(Dataset rows)
=======

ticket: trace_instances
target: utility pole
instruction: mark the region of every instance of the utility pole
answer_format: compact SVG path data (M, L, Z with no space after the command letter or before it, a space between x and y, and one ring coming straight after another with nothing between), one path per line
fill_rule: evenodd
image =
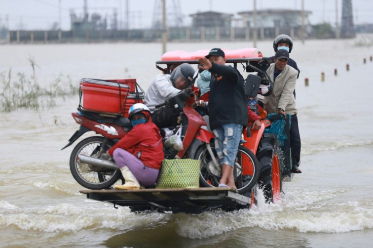
M61 26L61 0L58 0L58 27L60 31L61 31L62 29Z
M340 25L338 20L338 0L335 0L335 38L340 38Z
M166 27L166 0L163 0L162 22L162 54L166 53L166 44L167 42L167 30Z
M302 26L301 36L302 44L305 44L305 0L302 0Z
M257 39L257 33L256 32L256 0L254 0L254 35L253 46L256 47L256 39Z
M126 0L126 21L125 21L124 29L129 29L129 22L130 22L130 8L129 5L128 4L128 0Z

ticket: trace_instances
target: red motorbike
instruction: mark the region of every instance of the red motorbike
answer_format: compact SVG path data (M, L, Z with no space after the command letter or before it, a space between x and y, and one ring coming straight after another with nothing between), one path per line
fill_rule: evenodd
M157 106L176 106L182 120L180 127L182 129L183 149L176 151L164 148L165 157L189 158L201 161L201 186L217 187L221 166L213 149L214 135L208 128L208 118L207 116L204 118L196 111L195 102L194 92L190 88ZM110 188L117 182L123 184L123 179L118 167L109 159L106 151L129 132L132 128L129 120L123 116L103 116L82 108L79 110L79 112L72 113L72 115L80 128L62 149L71 145L87 132L93 131L99 136L87 138L74 148L70 157L71 174L80 184L90 189ZM178 128L176 127L174 132ZM239 193L251 192L259 176L258 166L255 155L248 149L240 146L235 164L236 185Z

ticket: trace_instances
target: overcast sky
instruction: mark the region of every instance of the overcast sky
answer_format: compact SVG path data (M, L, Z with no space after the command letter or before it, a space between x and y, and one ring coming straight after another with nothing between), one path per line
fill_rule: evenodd
M87 0L88 13L96 12L110 18L116 9L119 27L125 20L126 0ZM84 0L0 0L0 26L9 26L15 30L50 29L59 21L60 2L62 29L69 30L70 10L78 16L83 13ZM161 0L128 0L130 28L148 28L153 22L153 13ZM335 6L338 3L340 25L342 17L342 0L304 0L305 10L312 12L309 17L312 24L323 22L335 25ZM179 8L174 7L177 6ZM210 10L234 14L239 12L252 11L253 0L166 0L170 16L178 10L183 17L184 24L189 24L189 15ZM256 0L258 10L287 9L301 10L302 0ZM354 24L373 23L373 1L352 0ZM108 20L109 22L109 20Z

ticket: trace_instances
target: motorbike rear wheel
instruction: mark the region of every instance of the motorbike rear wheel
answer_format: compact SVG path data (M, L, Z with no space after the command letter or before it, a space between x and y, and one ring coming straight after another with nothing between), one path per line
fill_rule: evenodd
M79 184L90 189L104 189L109 188L118 181L120 171L82 163L78 157L79 154L84 154L97 157L101 149L106 152L113 145L113 142L108 142L103 137L93 136L83 140L75 146L70 156L70 171Z
M265 137L260 141L256 153L260 168L258 181L267 202L276 203L282 189L282 179L280 144L274 136Z
M215 157L217 157L215 152L214 152ZM199 147L194 159L202 161L200 170L200 183L202 186L218 187L221 177L221 166L215 167L207 147L205 146ZM247 148L239 146L234 171L238 192L243 194L251 192L257 181L259 173L259 162L255 155Z

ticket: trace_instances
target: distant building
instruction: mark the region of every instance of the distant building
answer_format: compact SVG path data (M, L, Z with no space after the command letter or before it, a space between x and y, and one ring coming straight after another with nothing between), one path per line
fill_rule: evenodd
M302 25L302 11L293 10L265 9L256 11L256 27L297 28ZM304 12L305 25L310 26L308 16L311 11ZM253 11L243 11L238 14L242 17L236 20L238 26L254 28Z
M192 17L192 27L216 27L230 28L232 17L232 14L225 14L214 11L199 12L190 15Z

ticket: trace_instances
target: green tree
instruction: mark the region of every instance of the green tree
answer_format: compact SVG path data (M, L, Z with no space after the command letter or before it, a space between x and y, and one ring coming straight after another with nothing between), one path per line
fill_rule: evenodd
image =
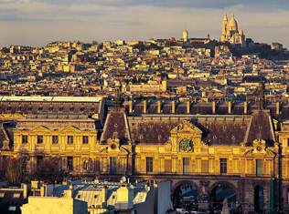
M25 178L23 161L17 158L9 158L5 178L10 186L18 187Z

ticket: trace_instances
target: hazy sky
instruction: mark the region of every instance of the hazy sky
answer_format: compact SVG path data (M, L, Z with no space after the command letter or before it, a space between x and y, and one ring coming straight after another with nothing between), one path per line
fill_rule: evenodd
M153 37L219 39L231 14L246 38L289 48L289 0L0 0L0 46Z

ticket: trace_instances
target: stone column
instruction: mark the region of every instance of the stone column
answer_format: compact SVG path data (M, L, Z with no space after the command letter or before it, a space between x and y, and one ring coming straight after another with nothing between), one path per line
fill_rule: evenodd
M199 203L198 203L198 209L209 209L209 180L200 180L199 181L200 186L200 192L199 192Z

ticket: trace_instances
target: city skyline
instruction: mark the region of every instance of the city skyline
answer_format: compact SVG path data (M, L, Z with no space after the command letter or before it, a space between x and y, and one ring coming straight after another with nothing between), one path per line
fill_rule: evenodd
M153 37L219 40L224 14L234 13L246 38L289 47L289 3L280 1L4 0L0 46L45 46L48 41L144 41Z

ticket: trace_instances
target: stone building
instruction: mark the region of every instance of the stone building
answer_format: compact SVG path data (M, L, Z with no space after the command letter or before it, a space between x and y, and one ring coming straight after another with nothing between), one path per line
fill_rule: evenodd
M232 14L230 21L228 23L227 14L225 14L222 24L222 34L219 37L220 42L230 42L232 45L246 47L245 35L241 27L238 30L237 21Z
M175 207L181 185L188 183L198 190L200 208L212 209L214 189L227 185L244 212L261 211L262 189L262 209L269 210L273 179L274 209L289 210L289 105L266 104L263 89L261 82L255 103L123 103L117 84L103 128L77 114L31 115L16 129L4 127L11 142L0 156L25 157L27 170L54 156L75 176L171 180Z

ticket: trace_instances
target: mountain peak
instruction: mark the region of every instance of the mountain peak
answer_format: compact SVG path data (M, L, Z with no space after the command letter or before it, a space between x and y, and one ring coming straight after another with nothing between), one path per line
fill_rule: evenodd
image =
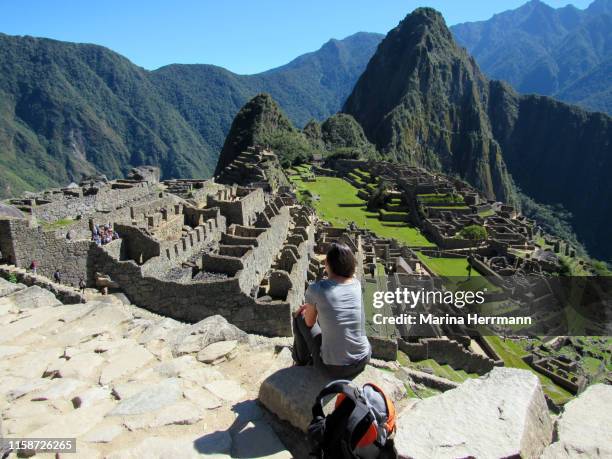
M383 154L458 172L488 196L505 199L511 184L486 115L487 91L442 15L418 8L382 41L344 111Z

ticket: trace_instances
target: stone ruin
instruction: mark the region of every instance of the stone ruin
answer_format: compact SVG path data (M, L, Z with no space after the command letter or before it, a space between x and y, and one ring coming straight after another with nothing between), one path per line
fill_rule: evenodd
M245 331L290 336L291 312L316 276L312 215L262 188L125 179L12 204L30 218L0 219L5 261L36 260L40 274L57 269L75 287L106 279L133 303L186 322L219 314ZM94 225L109 223L120 239L96 245Z

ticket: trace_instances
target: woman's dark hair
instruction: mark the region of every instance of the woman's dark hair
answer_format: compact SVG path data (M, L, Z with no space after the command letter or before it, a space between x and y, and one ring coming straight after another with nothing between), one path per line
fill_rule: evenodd
M327 251L327 264L334 274L352 277L355 274L357 260L355 260L353 251L346 244L332 242Z

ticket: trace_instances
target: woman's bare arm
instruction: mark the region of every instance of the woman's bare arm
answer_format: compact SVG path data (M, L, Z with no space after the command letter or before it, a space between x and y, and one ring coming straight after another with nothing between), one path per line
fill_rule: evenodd
M317 321L317 307L314 304L306 303L304 307L304 322L309 327L312 327Z

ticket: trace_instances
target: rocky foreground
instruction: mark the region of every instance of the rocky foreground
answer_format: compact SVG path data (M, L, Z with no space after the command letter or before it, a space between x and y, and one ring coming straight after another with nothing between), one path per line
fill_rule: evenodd
M0 279L4 437L77 439L77 454L36 457L307 454L302 431L327 379L291 367L287 339L247 335L219 316L188 325L121 295L88 296L64 305L39 286ZM589 388L553 420L527 371L496 368L423 400L406 397L406 374L368 367L357 380L396 400L400 457L612 456L610 386Z

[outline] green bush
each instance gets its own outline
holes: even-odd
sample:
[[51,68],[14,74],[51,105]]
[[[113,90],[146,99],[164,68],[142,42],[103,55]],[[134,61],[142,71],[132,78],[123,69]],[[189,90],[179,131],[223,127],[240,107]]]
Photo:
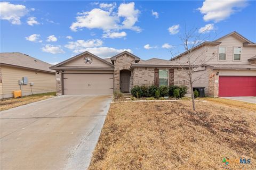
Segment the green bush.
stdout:
[[115,99],[119,99],[124,97],[124,95],[120,91],[115,90],[114,92],[114,98]]
[[186,94],[187,94],[188,87],[186,86],[181,86],[179,87],[179,89],[180,90],[179,97],[182,97],[185,96]]
[[166,86],[161,86],[159,88],[160,96],[161,97],[168,96],[169,95],[169,88]]
[[175,98],[178,98],[180,97],[180,90],[179,89],[175,89],[173,90],[173,97]]
[[173,96],[173,91],[174,89],[179,89],[179,87],[178,86],[171,85],[169,86],[169,96]]
[[142,97],[148,97],[149,96],[149,89],[147,86],[142,86],[140,87],[142,91]]
[[148,97],[154,97],[156,91],[158,88],[155,85],[152,85],[148,87]]
[[131,93],[133,97],[141,97],[142,96],[142,90],[139,86],[134,86],[131,90]]
[[156,92],[155,94],[155,97],[157,99],[158,99],[160,97],[160,90],[159,90],[159,89],[156,90]]
[[194,97],[196,98],[197,98],[198,96],[199,96],[198,91],[196,90],[196,89],[195,90],[195,91],[194,91]]

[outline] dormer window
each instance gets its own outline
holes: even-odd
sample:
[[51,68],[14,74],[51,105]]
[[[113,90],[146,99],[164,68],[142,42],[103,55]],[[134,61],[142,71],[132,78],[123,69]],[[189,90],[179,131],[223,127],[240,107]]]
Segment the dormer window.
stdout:
[[219,60],[226,60],[226,47],[219,46]]
[[241,47],[234,47],[234,61],[241,60]]

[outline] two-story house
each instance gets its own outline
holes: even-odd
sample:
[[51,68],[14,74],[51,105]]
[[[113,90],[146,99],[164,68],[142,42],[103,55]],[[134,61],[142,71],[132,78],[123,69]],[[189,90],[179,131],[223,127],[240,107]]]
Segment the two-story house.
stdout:
[[[206,95],[214,97],[256,96],[256,44],[233,32],[191,52],[191,61],[204,64],[193,73],[199,79],[193,87],[205,87]],[[185,52],[171,60],[186,63],[187,56]]]

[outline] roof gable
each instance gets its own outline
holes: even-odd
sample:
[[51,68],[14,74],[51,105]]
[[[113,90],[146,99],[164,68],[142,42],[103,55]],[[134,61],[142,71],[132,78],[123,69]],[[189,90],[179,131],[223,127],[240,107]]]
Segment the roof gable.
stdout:
[[130,55],[130,56],[131,56],[133,57],[134,57],[135,61],[140,61],[140,58],[139,58],[138,57],[137,57],[137,56],[135,56],[135,55],[134,55],[134,54],[132,54],[132,53],[131,53],[128,52],[127,51],[124,51],[124,52],[122,52],[122,53],[119,53],[119,54],[116,55],[115,56],[111,57],[111,58],[110,58],[110,60],[116,60],[116,57],[119,57],[119,56],[121,56],[121,55],[124,55],[124,54],[127,54],[127,55]]
[[52,65],[37,58],[32,57],[27,54],[19,52],[1,53],[0,56],[0,63],[2,64],[28,69],[54,72],[54,71],[49,69]]
[[[93,58],[93,62],[91,64],[86,64],[82,61],[83,60],[83,57],[87,55]],[[53,65],[51,68],[52,69],[61,66],[99,66],[113,67],[114,65],[107,61],[86,51]]]

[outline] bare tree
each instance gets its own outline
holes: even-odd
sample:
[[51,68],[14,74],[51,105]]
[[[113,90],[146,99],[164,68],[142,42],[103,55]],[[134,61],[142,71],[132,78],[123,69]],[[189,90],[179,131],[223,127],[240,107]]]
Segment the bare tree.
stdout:
[[[192,98],[193,109],[196,110],[195,104],[195,97],[193,92],[193,83],[196,81],[205,78],[208,75],[202,74],[197,76],[193,76],[192,74],[194,72],[199,70],[204,66],[204,65],[209,61],[213,59],[217,56],[217,52],[214,52],[211,54],[207,53],[209,48],[208,46],[211,46],[211,44],[213,44],[212,41],[209,41],[211,39],[211,35],[208,33],[209,28],[203,31],[199,31],[197,28],[193,28],[189,31],[187,31],[185,25],[185,33],[179,36],[182,41],[182,44],[180,46],[182,47],[184,52],[182,57],[175,57],[176,55],[173,52],[171,51],[175,62],[179,65],[181,71],[183,72],[186,75],[187,80],[189,82],[190,88],[191,89]],[[216,33],[215,33],[215,37]],[[204,44],[203,44],[204,43]],[[206,45],[207,44],[207,45]],[[199,52],[196,49],[202,46],[204,48],[204,50]],[[178,52],[176,53],[180,53]]]

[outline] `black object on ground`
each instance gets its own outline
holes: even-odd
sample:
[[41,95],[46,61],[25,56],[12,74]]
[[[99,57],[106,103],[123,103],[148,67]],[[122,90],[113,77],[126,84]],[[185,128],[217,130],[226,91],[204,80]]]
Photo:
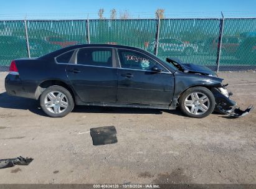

=======

GIVEN TASK
Please write out again the lines between the ones holding "[outline] green bush" and "[[241,47],[234,47],[234,61],[241,60]]", inclusive, with "even-odd" replaced by "evenodd" everywhere and nothing else changed. Leave the pictures out of your answer.

EXERCISE ANSWER
[outline] green bush
each instance gets its own outline
holes: evenodd
sample:
[[51,68],[14,74],[51,105]]
[[[113,90],[146,99],[164,68],[142,42],[103,55]],[[134,61],[142,71],[132,78],[123,69]],[[189,90],[179,131],[223,127],[240,107]]]
Photo:
Segment the green bush.
stdout:
[[115,99],[119,99],[124,97],[124,95],[120,91],[115,90],[114,92],[114,98]]
[[186,94],[187,94],[188,87],[186,86],[181,86],[179,87],[179,89],[180,90],[179,97],[182,97],[185,96]]
[[166,86],[161,86],[159,88],[160,96],[161,97],[168,96],[169,95],[169,88]]
[[175,98],[178,98],[180,97],[180,90],[179,89],[175,89],[173,90],[173,97]]
[[173,96],[173,91],[174,89],[179,89],[179,87],[178,86],[171,85],[169,86],[169,96]]
[[142,97],[148,97],[149,96],[149,89],[147,86],[142,86],[140,87],[142,91]]
[[148,97],[154,97],[156,91],[158,88],[155,85],[152,85],[148,87]]
[[131,93],[133,97],[141,97],[142,96],[142,90],[139,86],[134,86],[131,90]]
[[156,92],[155,94],[155,97],[157,99],[158,99],[160,97],[160,90],[159,90],[159,89],[156,90]]
[[194,97],[196,98],[197,98],[198,96],[199,96],[198,91],[196,90],[196,89],[195,90],[195,91],[194,91]]

[outline] dormer window
each instance gets its own outline
holes: evenodd
sample:
[[51,68],[14,74],[51,105]]
[[[113,90],[146,99],[164,68],[142,42],[103,55]],[[134,61],[142,71],[132,78],[123,69]],[[189,90],[179,131],[223,127],[240,107]]]
Segment the dormer window.
stdout:
[[219,60],[226,60],[226,47],[219,46]]
[[241,47],[234,47],[234,61],[241,60]]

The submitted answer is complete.